WHAT IS ASKED: Count the lines in the records below that contain the word "groomed" and reply with only that number.

DATASET ROWS:
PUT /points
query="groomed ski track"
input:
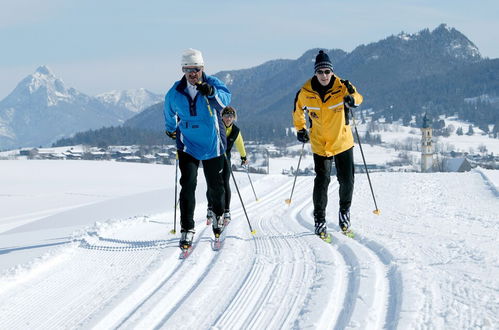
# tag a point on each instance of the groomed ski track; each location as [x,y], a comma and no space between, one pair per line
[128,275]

* * *

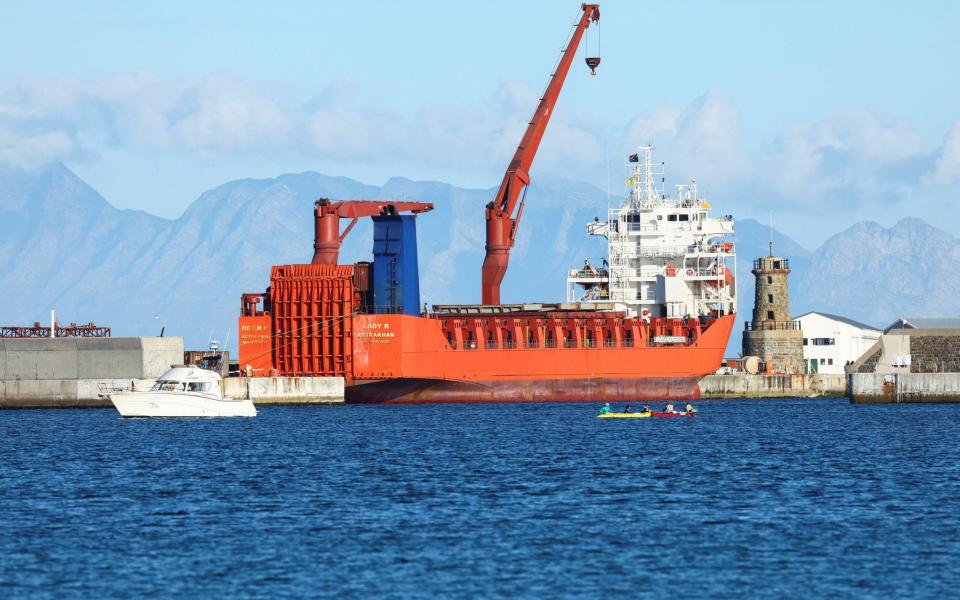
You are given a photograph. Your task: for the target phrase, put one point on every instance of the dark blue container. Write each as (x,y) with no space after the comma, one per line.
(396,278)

---

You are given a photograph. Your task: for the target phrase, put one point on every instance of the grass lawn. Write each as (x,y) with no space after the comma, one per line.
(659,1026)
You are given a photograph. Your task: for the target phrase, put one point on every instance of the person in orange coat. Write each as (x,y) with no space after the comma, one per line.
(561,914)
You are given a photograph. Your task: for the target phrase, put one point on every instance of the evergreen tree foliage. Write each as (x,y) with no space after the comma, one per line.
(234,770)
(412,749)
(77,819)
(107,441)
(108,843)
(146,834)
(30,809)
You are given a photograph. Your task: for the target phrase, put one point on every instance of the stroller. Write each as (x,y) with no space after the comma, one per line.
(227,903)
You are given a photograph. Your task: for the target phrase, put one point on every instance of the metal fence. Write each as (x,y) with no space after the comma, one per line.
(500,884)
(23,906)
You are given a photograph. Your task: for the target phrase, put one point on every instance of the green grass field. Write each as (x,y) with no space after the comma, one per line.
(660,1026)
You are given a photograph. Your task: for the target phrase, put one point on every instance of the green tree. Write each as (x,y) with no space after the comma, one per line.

RESULT FOR THIS EXERCISE: 2